### [Document segment]

----

Please help me go through this meeting with my parents..

7 replies

PinkPoncho · 17/11/2011 14:29

Hi there. I posted quite recently about dealing with my anxious mother who keeps ringing me to see if I'm ok. Anyway she has just been to visit (along with my dad although they're divorced but that's another story) They didn't stay here but in a nearby guest house which was helpful. It's been well, ok, up to a point. She liked to see the grandchildren, brought them a cake and some toys. She is very overbearing though for example instead of being helpful is critical. For instance I was trying to get ds to put his coat on as he's only 3 and it's quite nippy today, she kept saying "oh he doesn't need it' other things like that. Then when he had a big tantrum coming away from the park it was 'probably because he's too hot in that coat!' (she used to say things like "can't he wait till we go home' when I needed to b'feed him as a newborn when out in town..

----

### [Instruction 1]
Pull out every line of the records below that contains the string "carved", treating uppercase and lowercase as different.
### [Instruction 2]
Write what comes next in the forum post about the parents' visit, starting after its final sentence.

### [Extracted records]

----

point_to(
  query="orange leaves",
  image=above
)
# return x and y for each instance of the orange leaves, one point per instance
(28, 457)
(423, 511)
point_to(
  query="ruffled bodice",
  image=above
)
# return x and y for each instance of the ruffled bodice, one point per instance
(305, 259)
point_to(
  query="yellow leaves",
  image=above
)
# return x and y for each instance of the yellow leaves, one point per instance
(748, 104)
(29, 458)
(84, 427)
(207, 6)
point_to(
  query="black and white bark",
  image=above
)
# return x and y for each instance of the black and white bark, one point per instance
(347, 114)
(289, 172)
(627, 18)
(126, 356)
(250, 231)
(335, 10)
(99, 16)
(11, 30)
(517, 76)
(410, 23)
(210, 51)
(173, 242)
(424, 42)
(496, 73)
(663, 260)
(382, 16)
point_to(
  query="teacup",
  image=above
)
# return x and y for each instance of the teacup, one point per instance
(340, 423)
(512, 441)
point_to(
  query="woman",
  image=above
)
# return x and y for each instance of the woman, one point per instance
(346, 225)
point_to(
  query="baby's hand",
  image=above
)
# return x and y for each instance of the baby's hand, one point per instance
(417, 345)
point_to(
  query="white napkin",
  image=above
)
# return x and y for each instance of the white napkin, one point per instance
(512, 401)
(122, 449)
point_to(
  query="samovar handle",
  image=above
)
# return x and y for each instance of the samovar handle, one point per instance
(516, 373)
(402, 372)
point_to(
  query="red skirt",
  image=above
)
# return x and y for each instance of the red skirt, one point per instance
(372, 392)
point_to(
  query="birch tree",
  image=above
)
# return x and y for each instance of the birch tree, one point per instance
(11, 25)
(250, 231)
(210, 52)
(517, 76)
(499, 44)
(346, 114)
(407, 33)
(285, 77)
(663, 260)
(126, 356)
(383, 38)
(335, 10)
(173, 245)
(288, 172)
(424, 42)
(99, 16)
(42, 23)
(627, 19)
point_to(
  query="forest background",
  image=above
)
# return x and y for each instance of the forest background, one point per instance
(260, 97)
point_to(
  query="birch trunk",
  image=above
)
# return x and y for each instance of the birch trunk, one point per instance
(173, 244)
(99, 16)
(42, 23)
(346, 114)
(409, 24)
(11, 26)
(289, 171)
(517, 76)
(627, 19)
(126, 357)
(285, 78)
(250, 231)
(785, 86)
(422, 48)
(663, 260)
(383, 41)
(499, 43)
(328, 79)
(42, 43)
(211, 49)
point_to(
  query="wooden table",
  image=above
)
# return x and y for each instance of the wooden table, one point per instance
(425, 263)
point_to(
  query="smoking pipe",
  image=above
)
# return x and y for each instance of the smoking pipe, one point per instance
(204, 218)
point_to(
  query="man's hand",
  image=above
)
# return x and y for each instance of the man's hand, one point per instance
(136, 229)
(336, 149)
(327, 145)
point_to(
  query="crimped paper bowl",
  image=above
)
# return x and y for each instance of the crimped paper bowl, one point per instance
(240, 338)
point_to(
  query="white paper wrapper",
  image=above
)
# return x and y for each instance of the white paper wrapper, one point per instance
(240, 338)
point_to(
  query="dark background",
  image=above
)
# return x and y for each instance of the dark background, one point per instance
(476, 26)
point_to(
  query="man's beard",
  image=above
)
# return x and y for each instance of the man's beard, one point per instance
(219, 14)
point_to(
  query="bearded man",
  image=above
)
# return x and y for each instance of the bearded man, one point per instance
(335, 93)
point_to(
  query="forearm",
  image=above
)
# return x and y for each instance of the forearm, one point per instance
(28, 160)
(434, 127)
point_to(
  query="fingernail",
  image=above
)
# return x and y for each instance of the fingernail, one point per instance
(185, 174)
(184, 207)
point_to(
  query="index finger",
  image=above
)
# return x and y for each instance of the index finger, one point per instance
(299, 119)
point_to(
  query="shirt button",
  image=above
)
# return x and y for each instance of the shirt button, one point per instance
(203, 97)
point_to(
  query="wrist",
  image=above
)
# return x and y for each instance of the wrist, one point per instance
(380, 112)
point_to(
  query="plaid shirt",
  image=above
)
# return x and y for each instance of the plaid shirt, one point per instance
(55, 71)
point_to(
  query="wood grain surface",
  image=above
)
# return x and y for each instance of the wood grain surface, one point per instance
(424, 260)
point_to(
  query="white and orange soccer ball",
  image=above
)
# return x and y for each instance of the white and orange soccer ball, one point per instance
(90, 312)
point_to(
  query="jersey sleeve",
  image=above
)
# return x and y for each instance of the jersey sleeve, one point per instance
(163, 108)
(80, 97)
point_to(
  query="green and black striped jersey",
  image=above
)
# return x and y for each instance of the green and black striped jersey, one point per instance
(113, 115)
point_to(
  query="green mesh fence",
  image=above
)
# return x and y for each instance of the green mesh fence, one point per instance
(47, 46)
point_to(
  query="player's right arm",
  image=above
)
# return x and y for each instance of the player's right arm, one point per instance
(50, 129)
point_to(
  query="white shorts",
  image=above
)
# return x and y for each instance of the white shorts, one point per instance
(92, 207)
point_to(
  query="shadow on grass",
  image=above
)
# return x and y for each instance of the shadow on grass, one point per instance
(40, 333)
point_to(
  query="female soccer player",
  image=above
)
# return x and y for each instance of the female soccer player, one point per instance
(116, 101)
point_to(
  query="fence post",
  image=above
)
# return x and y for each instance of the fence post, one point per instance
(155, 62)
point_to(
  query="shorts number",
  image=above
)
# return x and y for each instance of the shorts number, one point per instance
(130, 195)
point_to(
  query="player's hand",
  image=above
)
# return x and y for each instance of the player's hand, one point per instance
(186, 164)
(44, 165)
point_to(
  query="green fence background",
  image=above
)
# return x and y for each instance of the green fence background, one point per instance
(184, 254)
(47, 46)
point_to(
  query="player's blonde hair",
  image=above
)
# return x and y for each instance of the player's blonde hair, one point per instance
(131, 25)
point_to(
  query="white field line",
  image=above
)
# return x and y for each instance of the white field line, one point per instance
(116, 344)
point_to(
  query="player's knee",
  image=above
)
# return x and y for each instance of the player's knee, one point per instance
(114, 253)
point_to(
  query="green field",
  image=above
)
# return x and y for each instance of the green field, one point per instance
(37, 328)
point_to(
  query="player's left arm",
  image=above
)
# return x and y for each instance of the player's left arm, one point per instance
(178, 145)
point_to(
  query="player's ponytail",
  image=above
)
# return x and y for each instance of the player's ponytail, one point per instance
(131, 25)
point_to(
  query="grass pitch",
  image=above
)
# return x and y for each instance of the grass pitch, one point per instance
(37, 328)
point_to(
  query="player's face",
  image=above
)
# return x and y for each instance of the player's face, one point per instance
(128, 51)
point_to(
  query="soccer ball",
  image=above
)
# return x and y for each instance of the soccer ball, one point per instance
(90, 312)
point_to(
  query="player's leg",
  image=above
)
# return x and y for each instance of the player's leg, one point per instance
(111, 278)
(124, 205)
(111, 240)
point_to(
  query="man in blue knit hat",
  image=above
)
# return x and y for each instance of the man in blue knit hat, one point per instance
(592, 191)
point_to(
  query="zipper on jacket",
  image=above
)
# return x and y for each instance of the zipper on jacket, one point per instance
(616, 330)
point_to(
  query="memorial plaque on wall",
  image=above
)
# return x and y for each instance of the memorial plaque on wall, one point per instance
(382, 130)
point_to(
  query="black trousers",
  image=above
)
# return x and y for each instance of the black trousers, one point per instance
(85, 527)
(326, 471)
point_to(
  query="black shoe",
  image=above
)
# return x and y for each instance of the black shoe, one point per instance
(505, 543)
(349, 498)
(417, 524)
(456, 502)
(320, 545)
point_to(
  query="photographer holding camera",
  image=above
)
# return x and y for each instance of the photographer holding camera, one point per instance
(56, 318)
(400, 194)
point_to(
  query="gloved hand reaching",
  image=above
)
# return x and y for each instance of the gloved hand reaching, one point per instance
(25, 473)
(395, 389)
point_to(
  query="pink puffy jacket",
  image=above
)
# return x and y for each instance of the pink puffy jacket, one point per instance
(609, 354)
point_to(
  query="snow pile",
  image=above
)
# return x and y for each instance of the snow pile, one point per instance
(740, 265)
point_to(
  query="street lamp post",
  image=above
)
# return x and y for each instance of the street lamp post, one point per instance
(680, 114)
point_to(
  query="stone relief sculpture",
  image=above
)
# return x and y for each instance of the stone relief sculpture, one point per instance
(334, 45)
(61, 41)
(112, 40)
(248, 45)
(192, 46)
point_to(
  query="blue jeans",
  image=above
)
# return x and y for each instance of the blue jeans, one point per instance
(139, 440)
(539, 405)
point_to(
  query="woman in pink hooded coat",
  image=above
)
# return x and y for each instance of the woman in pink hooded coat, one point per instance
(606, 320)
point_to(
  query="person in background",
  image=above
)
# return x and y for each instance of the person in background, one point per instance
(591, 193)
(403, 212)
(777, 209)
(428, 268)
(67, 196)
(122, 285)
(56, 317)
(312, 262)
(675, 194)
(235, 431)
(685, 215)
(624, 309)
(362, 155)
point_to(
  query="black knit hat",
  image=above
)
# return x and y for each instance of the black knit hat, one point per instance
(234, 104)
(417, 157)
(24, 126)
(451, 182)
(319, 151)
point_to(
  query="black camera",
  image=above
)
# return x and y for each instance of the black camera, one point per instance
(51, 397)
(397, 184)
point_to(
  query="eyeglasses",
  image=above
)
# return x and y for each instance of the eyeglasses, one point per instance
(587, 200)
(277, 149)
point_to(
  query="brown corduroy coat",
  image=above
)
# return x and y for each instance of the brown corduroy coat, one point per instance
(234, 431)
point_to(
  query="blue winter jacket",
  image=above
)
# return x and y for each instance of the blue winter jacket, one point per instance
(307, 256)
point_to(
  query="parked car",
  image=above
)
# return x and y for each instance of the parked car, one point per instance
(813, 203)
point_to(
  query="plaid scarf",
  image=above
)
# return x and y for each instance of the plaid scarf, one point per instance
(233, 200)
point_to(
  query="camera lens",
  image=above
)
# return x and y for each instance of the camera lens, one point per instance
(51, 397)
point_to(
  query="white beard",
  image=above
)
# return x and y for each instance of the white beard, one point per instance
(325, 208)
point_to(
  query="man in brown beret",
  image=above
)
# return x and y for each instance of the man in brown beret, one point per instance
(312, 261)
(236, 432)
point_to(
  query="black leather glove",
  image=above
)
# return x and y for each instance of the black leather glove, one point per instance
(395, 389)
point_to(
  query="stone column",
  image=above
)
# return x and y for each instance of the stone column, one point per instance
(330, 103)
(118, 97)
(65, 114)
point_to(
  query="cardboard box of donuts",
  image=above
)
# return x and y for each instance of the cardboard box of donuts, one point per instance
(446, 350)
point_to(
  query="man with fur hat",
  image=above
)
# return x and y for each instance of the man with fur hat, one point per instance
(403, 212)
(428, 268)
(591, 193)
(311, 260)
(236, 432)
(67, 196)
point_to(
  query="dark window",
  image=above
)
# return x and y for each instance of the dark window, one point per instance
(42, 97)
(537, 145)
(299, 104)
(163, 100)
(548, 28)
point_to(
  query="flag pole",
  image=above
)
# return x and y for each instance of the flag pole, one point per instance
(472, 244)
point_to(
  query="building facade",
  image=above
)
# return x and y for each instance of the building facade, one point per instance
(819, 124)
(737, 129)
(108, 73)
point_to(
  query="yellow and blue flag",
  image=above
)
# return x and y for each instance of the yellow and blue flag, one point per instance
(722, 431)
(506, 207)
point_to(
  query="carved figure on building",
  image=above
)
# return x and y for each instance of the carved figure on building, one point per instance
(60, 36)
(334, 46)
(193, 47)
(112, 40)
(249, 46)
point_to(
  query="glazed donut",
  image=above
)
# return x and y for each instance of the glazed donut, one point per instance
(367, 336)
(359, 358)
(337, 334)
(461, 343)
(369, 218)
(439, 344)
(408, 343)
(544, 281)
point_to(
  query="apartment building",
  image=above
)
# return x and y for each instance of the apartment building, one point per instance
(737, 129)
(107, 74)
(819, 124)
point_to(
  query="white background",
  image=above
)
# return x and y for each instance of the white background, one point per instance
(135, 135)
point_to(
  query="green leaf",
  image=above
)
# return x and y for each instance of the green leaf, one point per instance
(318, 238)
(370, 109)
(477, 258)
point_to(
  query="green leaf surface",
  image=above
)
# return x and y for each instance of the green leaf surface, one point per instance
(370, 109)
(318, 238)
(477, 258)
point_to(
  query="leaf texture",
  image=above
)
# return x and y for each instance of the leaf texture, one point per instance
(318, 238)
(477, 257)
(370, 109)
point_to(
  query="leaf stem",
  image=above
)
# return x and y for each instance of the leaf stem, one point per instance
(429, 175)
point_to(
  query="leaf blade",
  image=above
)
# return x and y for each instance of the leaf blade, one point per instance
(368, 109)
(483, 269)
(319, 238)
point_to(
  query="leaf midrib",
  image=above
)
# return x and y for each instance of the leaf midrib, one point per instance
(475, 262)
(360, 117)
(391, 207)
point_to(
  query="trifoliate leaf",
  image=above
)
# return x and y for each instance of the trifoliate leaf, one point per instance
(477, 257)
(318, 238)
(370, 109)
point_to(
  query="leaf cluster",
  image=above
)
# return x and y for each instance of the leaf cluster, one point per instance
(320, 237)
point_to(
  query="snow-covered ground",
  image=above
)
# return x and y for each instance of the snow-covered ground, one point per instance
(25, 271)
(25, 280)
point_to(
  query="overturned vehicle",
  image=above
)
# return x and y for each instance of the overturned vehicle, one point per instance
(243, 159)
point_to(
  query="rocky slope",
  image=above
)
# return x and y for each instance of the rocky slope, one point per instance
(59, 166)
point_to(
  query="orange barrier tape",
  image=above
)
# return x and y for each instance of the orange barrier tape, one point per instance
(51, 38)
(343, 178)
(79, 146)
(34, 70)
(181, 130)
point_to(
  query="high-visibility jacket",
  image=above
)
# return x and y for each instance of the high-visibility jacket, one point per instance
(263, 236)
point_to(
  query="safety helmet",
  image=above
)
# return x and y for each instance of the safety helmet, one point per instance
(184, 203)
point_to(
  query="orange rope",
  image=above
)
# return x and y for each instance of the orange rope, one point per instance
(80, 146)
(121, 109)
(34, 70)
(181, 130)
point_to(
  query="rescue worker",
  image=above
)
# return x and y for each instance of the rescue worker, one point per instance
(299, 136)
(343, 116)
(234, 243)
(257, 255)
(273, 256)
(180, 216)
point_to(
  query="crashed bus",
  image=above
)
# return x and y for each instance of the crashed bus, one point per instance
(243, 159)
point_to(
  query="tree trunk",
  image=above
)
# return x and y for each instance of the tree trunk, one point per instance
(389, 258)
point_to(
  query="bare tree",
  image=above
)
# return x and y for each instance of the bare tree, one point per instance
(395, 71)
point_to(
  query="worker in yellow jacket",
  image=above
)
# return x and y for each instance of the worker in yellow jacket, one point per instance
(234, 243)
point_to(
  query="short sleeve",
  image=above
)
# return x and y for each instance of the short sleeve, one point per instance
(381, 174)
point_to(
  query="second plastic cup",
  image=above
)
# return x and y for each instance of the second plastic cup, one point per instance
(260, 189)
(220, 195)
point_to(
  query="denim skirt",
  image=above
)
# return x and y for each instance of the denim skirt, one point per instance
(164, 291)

----

### [Response 1]
  query="carved figure on building",
# return x and y for each instance of the carved figure on building, one point per instance

### [Response 2]
Anyway I was cross, also wanted some space from them so just stormed off home with a crying ds to have his nap, told her to have a good journey back as needed some time now. She started going on was I ok, she was concerned about me..'I could call and they'd come and get me' Wtf? I have a lovely dp and he's been nothing but kind to me and them, and I don't know... I have this odd feeling she doesn't trust him or something. (she is a bit funny about men in general )

I just feel so angry and upset with her, it just seems like we are strangers. Any perspective on this would be great Confused

Oh, I remember when my brother got married a few years ago as they danced off to get in the wedding car she went after them not to give kind words but instead to tell them 'it's not all fun you know' something along those lines.

It would have been lovely just to have had a compassionate and understanding mum today saying something like 'you're doing a fab job it's just a stage' something like that. Rather than this kind of dark message about coming to get me. What, and take me 'home'!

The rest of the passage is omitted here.